───── EXTRACT PROVIDED

Duplex Ultrasonography Has Limited Utility in Detection of Postoperative DVT After Primary Total Joint Arthroplasty

Abstract

Background

Duplex ultrasound is routinely used to evaluate suspected deep venous thrombosis after total joint arthroplasty. When there is a clinical suspicion for a pulmonary embolism, a chest angiogram (chest CTA) is concomitantly obtained.

Questions/Purposes

Two questions were addressed: First, for the population of patients who receive duplex ultrasound after total joint arthroplasty, what is the rate of positive results? Second, for these patients, how many of these also undergo chest CTA for clinical suspicion of pulmonary embolus and how many of these tests are positive? Furthermore, what is the correlation between duplex ultrasound results and chest CTA results?

──────────
───── MATERIAL PROVIDED

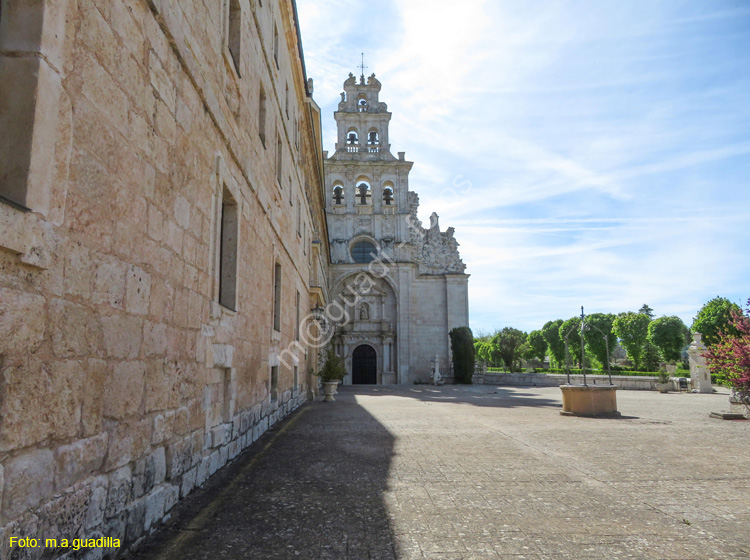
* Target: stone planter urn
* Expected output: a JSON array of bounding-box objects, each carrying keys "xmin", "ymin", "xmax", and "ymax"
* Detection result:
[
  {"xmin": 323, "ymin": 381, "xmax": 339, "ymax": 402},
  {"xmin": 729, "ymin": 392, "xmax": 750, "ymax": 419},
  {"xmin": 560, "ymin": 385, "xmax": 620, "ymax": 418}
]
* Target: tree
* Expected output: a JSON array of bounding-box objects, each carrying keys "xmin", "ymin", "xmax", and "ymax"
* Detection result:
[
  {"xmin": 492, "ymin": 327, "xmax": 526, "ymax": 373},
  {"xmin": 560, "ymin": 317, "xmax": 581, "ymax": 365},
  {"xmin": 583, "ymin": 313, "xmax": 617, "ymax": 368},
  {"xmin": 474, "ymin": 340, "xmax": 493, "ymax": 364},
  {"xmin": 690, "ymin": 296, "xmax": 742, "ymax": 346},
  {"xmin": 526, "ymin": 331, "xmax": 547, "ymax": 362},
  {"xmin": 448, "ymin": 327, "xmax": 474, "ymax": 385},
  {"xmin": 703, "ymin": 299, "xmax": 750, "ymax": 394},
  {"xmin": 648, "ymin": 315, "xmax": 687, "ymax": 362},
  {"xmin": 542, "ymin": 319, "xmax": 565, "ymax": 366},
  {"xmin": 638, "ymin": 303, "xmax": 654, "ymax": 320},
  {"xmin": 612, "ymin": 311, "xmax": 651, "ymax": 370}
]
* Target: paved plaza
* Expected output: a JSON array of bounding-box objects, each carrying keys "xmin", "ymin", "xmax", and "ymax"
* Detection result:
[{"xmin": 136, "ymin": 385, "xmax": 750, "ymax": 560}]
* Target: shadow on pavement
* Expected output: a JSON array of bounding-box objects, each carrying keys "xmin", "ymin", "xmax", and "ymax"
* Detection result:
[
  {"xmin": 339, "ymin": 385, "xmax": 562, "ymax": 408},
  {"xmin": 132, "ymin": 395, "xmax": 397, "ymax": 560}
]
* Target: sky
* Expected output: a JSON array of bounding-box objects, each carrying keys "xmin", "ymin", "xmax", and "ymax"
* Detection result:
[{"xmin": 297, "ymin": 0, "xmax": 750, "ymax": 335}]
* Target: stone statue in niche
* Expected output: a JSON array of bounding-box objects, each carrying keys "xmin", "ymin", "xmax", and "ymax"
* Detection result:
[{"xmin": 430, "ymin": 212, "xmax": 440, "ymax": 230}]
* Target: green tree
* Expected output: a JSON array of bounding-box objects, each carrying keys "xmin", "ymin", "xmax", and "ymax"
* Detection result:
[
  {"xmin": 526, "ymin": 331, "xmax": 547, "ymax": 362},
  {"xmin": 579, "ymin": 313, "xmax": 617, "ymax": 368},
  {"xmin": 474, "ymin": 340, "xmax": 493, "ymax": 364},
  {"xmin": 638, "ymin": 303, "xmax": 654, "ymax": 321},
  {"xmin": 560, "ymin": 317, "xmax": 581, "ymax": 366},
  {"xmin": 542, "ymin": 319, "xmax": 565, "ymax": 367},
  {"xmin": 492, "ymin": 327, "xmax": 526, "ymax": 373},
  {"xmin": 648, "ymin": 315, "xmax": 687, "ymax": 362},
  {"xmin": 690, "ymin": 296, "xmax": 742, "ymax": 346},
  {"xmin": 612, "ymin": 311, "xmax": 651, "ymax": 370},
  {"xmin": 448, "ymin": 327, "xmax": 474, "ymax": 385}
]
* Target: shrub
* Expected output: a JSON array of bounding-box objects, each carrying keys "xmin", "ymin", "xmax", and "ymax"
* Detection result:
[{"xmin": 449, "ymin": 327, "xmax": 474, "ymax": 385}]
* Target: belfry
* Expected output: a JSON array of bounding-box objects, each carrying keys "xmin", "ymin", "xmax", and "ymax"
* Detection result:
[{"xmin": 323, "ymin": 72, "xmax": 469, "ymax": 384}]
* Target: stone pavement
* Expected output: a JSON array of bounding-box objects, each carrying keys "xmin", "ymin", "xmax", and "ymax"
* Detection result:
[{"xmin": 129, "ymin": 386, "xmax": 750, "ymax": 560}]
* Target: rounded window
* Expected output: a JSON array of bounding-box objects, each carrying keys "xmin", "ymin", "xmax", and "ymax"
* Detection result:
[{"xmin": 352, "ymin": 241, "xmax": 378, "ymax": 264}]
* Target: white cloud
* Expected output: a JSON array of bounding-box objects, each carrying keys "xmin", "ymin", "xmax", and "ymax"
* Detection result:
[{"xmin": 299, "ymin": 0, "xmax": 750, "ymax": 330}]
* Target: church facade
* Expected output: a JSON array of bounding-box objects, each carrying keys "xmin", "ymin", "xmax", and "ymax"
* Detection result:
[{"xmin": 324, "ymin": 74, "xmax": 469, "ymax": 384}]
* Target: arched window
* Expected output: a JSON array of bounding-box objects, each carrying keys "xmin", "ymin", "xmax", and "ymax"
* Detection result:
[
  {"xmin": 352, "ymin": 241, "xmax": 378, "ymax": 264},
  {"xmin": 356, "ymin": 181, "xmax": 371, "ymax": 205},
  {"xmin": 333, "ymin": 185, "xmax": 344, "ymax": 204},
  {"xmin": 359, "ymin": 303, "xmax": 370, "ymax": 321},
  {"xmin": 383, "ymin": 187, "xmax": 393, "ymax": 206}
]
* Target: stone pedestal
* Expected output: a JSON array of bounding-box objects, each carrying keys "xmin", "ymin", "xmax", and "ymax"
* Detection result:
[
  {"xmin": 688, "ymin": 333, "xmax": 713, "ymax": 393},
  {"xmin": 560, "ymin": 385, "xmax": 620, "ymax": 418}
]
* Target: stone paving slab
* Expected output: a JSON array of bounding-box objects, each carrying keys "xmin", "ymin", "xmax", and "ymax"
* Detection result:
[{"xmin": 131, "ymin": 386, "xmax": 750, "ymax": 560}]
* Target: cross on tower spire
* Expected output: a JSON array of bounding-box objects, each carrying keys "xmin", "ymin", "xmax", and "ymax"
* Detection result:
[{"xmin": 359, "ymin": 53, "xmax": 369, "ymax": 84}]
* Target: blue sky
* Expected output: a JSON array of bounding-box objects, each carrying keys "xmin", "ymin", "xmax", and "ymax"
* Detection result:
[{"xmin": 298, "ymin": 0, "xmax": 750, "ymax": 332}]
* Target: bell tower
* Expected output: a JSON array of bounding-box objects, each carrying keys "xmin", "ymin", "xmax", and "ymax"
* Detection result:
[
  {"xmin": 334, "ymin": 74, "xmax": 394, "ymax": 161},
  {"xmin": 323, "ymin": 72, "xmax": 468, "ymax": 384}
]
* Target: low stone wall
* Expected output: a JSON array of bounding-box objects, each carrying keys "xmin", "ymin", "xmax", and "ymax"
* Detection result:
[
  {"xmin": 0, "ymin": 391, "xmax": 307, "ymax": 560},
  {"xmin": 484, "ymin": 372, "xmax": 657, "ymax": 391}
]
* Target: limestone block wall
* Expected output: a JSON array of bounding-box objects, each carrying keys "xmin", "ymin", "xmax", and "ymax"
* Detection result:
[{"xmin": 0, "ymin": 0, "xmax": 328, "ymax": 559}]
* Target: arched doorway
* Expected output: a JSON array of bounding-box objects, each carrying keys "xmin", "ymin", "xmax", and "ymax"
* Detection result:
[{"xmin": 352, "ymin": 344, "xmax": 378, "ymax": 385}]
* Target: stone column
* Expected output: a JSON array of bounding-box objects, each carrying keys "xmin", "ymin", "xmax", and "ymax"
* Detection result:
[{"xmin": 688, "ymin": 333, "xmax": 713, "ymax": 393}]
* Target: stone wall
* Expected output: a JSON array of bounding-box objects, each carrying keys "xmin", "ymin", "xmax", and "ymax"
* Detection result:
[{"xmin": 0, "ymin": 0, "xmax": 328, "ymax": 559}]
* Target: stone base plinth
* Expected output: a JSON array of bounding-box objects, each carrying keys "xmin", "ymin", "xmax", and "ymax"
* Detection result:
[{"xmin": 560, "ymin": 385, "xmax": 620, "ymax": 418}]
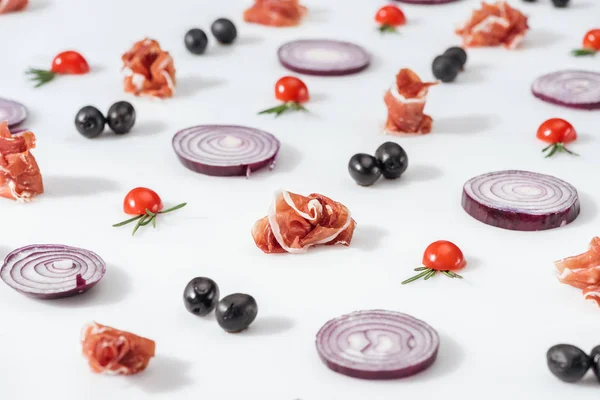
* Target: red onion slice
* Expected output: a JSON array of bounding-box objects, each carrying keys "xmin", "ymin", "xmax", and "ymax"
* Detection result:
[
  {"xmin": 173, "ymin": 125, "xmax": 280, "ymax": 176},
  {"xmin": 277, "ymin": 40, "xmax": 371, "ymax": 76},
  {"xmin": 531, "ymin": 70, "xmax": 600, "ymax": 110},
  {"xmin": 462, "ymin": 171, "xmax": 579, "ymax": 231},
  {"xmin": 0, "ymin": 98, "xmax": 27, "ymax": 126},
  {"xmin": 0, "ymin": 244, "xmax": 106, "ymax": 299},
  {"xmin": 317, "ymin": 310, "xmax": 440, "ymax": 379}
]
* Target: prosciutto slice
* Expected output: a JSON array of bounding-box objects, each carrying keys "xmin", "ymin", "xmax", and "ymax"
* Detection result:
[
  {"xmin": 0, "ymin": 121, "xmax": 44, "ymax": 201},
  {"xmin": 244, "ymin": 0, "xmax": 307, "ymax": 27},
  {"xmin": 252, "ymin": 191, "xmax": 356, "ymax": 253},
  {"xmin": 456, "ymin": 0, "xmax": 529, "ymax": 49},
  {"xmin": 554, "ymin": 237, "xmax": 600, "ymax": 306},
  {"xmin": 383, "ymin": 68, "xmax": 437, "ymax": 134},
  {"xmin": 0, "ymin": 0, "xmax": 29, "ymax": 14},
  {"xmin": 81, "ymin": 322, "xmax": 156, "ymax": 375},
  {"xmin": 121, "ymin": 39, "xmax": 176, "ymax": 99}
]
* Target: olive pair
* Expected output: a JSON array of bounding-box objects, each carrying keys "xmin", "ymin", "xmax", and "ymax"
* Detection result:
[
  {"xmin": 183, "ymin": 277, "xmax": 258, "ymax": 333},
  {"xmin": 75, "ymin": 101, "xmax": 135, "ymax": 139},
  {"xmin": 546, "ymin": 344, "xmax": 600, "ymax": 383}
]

──────────
───── MATERIAL PROVIDED

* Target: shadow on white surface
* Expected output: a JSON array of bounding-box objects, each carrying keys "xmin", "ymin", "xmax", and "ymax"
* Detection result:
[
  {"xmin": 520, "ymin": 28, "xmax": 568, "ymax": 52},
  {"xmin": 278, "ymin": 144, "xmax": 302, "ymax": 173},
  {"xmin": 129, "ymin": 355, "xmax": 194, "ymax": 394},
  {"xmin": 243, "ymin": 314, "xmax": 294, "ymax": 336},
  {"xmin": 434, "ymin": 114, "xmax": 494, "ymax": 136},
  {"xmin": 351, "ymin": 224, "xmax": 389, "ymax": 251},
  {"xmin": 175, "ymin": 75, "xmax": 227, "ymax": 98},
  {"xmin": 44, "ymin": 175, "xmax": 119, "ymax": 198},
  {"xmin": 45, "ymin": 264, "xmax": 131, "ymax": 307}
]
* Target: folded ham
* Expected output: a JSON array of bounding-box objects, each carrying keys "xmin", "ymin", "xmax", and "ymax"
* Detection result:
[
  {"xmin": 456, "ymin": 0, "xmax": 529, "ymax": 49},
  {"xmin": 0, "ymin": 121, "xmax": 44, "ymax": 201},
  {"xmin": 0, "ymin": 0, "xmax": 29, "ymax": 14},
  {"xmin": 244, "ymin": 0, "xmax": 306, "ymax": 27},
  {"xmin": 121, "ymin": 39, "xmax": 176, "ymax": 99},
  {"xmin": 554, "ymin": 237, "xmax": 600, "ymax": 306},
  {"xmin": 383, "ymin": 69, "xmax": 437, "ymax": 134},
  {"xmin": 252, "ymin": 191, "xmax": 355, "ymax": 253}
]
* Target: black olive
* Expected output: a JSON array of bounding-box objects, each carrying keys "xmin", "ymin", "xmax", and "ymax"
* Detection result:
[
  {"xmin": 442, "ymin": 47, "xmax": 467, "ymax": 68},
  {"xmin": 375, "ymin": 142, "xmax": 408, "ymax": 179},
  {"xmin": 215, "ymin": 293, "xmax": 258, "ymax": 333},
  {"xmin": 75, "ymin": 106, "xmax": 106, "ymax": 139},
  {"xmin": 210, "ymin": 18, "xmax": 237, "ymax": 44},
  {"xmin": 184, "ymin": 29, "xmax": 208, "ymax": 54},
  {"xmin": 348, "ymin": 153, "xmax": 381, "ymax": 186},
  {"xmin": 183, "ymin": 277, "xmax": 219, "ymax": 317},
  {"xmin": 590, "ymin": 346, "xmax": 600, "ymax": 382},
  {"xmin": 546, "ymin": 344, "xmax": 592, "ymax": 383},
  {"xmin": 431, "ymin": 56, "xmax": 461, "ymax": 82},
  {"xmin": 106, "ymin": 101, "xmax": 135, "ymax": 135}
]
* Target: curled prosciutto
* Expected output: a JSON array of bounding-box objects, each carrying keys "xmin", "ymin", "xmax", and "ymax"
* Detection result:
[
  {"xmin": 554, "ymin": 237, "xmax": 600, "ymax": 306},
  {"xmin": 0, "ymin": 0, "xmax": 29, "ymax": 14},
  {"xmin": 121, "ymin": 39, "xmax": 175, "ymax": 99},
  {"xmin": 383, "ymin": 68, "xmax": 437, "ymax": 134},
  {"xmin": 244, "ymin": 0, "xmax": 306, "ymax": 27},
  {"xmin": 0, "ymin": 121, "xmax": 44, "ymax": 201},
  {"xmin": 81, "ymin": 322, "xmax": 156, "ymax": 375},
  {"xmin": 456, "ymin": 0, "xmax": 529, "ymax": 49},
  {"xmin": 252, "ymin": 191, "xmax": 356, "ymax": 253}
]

──────────

*ACTIVITIES*:
1. In the abstract on duplex ultrasonography after joint arthroplasty, why is a chest CTA obtained along with duplex ultrasound? Answer in one to three sentences.
2. According to the abstract on duplex ultrasonography after joint arthroplasty, what is duplex ultrasound routinely used to evaluate after total joint arthroplasty?
3. Print the part of the abstract on duplex ultrasonography after joint arthroplasty starting at "Questions/Purposes" and ending at "chest CTA results?".

*SOLUTIONS TO THE EXERCISE*:
1. A chest CTA is obtained at the same time when there is a clinical suspicion of a pulmonary embolism.

2. Suspected deep venous thrombosis.

3.
Questions/Purposes

Two questions were addressed: First, for the population of patients who receive duplex ultrasound after total joint arthroplasty, what is the rate of positive results? Second, for these patients, how many of these also undergo chest CTA for clinical suspicion of pulmonary embolus and how many of these tests are positive? Furthermore, what is the correlation between duplex ultrasound results and chest CTA results?